## Tasks
a - In the passage on the first message of a new connection, update everything from "tchannel_version arbitrary string" down to "these listed above." so that "forward compatibility" reads "backward compatibility".
b - Answer these from the passage on the first message of a new connection:
(i) How many bits long is the version number?
(ii) Which header gives the address and port where the process can be reached?
(iii) What should implementations do with headers other than the ones listed?
c - Proceed with the passage on the first message of a new connection from the point where it stops.

## Excerpt to read
=======

This must be the first message sent on a new connection. It is used to negotiate a common protocol version and describe the service names on both ends. In the future, we will likely use this to negotiate authentication and authorization between services.

version

version is a 16 bit number. The currently specified protocol version is 2. If new versions are required, this is where a common version can be negotiated.

headers

There are a variable number of key/value pairs. For version 2, the following are required:

name format description
host_port address:port where this process can be reached
process_name arbitrary string additional identifier for this instance, used for logging
tchannel_language arbitrary string a short string naming the implementation language (e.g. "node","python", "go").
tchannel_language_version arbitrary string a language specific version string indicating the version of the runtime or build chain as appropriate (e.g. `"0.10.32", "2.7.10", "1.5.1")
tchannel_version arbitrary string a semver string indicating the version of the tchannel library (e.g. "3.5.31", "2.7.9-g0123456")

For forward compatibility, implementations should ignore headers other than these listed above.

=======

## Information supplied
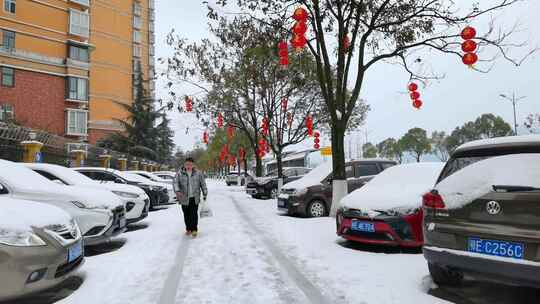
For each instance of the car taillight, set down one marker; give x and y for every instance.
(433, 200)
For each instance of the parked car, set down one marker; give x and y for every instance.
(135, 199)
(99, 214)
(388, 209)
(157, 193)
(164, 182)
(166, 175)
(311, 195)
(268, 186)
(483, 217)
(40, 245)
(232, 178)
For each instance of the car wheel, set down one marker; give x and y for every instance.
(445, 276)
(316, 209)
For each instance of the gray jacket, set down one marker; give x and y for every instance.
(197, 181)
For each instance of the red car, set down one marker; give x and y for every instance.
(388, 209)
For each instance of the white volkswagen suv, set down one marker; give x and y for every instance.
(99, 214)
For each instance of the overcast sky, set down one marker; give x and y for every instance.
(461, 96)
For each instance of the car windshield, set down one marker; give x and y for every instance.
(68, 175)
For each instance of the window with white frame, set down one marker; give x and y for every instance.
(79, 23)
(137, 37)
(7, 112)
(76, 122)
(9, 6)
(137, 9)
(137, 50)
(77, 88)
(137, 22)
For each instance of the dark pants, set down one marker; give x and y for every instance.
(191, 218)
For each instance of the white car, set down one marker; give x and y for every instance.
(165, 183)
(166, 175)
(99, 214)
(40, 246)
(135, 199)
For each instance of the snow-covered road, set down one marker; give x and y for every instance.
(247, 253)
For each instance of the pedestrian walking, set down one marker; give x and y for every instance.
(188, 185)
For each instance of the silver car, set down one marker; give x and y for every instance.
(40, 245)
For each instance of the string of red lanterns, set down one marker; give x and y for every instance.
(317, 140)
(415, 95)
(469, 46)
(299, 29)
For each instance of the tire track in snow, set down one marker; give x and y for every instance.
(312, 293)
(170, 288)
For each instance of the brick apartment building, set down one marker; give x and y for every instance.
(67, 65)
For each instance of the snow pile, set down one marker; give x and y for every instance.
(399, 188)
(314, 177)
(21, 215)
(478, 179)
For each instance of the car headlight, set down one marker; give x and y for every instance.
(299, 192)
(20, 238)
(125, 194)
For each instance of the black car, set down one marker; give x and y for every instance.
(268, 186)
(158, 194)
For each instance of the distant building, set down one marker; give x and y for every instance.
(66, 64)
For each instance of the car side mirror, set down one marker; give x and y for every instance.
(59, 182)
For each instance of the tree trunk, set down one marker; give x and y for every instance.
(339, 182)
(279, 159)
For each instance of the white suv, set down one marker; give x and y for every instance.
(99, 214)
(135, 199)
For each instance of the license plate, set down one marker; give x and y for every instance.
(74, 252)
(496, 248)
(363, 226)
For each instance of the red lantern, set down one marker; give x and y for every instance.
(289, 119)
(300, 28)
(230, 132)
(284, 102)
(300, 14)
(468, 33)
(469, 46)
(470, 58)
(309, 125)
(413, 87)
(283, 53)
(346, 43)
(298, 42)
(220, 120)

=======

## Answers to each task
a -
tchannel_version arbitrary string a semver string indicating the version of the tchannel library (e.g. "3.5.31", "2.7.9-g0123456")

For backward compatibility, implementations should ignore headers other than these listed above.

b -
(i) 16 bits.
(ii) host_port.
(iii) They should ignore them.

c -
For connections where listening for new connections is not possible or doesn't make sense, implementations should send a host_port value of 0.0.0.0:0. This special value tells receiving implementations to use the results of getpeername(2) or equivalent API to uniquely identify this connection. It also tells receivers that this address is not valid beyond this connection, so it should not be forwarded to other nodes.

init res (type 0x02)

Schema:

version:2 nh:2 (key~2 value~2){nh}

The initiator requests a version number, and the server responds with the actual version that will be used for the rest of this connection. The name/values are the same, but identify the server.

call req (type 0x03)

Schema:

flags:1 ttl:4 tracing:25
service~1 nh:1 (hk~1 hv~1){nh}
csumtype:1 (csum:4){0,1} arg1~2 arg2~2 arg3~2

This is the primary RPC mechanism. The triple of (arg1, arg2, arg3) is sent to "service" via the remote end of this connection.

Whether connecting directly to a service or through a service router, the service name is always specified. This supports an explicit router model as well as peers electing to delegate some requests to another service.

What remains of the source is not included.